== Text section ==

NQO1 inhibits proteasome-mediated degradation of HIF-1α

Oh, Eun-Taex; Kim, Jung-whan; Kim, Joon Mee; Kim, Soo Jung; Lee, Jae-Seon; Hong, Soon-Sun; Goodwin, Justin; Ruthenborg, Robin J.; Jung, Myung Gu; Lee, Hae-June; Lee, Chul-Ho; Park, Eun Sung; Kim, Chulhee; Park, Heon Joo

NQO1 inhibits proteasome-mediated degradation of HIF-1α

Eun-Taex Oh, Jung-whan Kim, Joon Mee Kim, Soo Jung Kim, Jae-Seon Lee, Soon-Sun Hong, Justin Goodwin, Robin J. Ruthenborg, Myung Gu Jung, Hae-June Lee, Chul-Ho Lee, Eun Sung Park, Chulhee Kim and Heon Joo Park ()

===
== Provided material ==

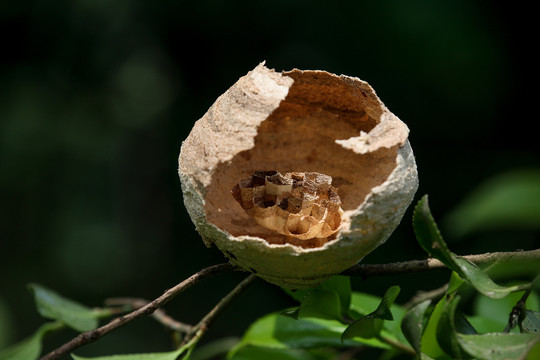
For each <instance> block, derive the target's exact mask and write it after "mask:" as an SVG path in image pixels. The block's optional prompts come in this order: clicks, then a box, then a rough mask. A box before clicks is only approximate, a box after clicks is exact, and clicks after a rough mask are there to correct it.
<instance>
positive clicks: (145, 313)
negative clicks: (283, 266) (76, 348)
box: [40, 263, 237, 360]
mask: <svg viewBox="0 0 540 360" xmlns="http://www.w3.org/2000/svg"><path fill="white" fill-rule="evenodd" d="M234 269H237V267H236V266H234V265H232V264H229V263H225V264H218V265H214V266H210V267H207V268H205V269H202V270H201V271H199V272H198V273H196V274H194V275H192V276H190V277H189V278H187V279H186V280H184V281H182V282H181V283H179V284H177V285H176V286H174V287H172V288H170V289H169V290H167V291H165V293H164V294H163V295H161V296H160V297H158V298H157V299H155V300H153V301H151V302H150V303H148V304H147V305H145V306H143V307H141V308H139V309H137V310H135V311H133V312H131V313H129V314H127V315H124V316H120V317H117V318H115V319H113V320H111V321H110V322H109V323H107V324H105V325H103V326H101V327H99V328H97V329H95V330H91V331H87V332H84V333H81V334H79V335H78V336H77V337H75V338H73V339H72V340H70V341H68V342H67V343H65V344H64V345H62V346H60V347H59V348H57V349H55V350H53V351H51V352H50V353H48V354H47V355H45V356H43V357H41V358H40V360H53V359H58V358H59V357H60V356H62V355H65V354H67V353H69V352H71V351H72V350H74V349H76V348H78V347H81V346H83V345H86V344H89V343H91V342H94V341H96V340H97V339H99V338H101V337H102V336H103V335H105V334H107V333H109V332H111V331H113V330H115V329H117V328H119V327H120V326H123V325H125V324H127V323H128V322H131V321H133V320H135V319H137V318H138V317H141V316H143V315H149V314H152V313H153V312H154V311H156V310H157V309H158V308H159V307H161V306H163V305H164V304H166V303H167V302H169V301H170V300H171V299H173V298H174V297H175V296H176V295H178V294H179V293H181V292H182V291H184V290H186V289H189V288H190V287H192V286H193V285H195V284H197V283H198V282H200V281H201V280H203V279H206V278H208V277H210V276H214V275H217V274H220V273H223V272H227V271H231V270H234Z"/></svg>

===

Can you give back the full title and author listing on NQO1 and HIF-1α above, word for word?

Response to this exercise:
NQO1 inhibits proteasome-mediated degradation of HIF-1α

Oh, Eun-Taex; Kim, Jung-whan; Kim, Joon Mee; Kim, Soo Jung; Lee, Jae-Seon; Hong, Soon-Sun; Goodwin, Justin; Ruthenborg, Robin J.; Jung, Myung Gu; Lee, Hae-June; Lee, Chul-Ho; Park, Eun Sung; Kim, Chulhee; Park, Heon Joo

NQO1 inhibits proteasome-mediated degradation of HIF-1α

Eun-Taex Oh, Jung-whan Kim, Joon Mee Kim, Soo Jung Kim, Jae-Seon Lee, Soon-Sun Hong, Justin Goodwin, Robin J. Ruthenborg, Myung Gu Jung, Hae-June Lee, Chul-Ho Lee, Eun Sung Park, Chulhee Kim and Heon Joo Park ()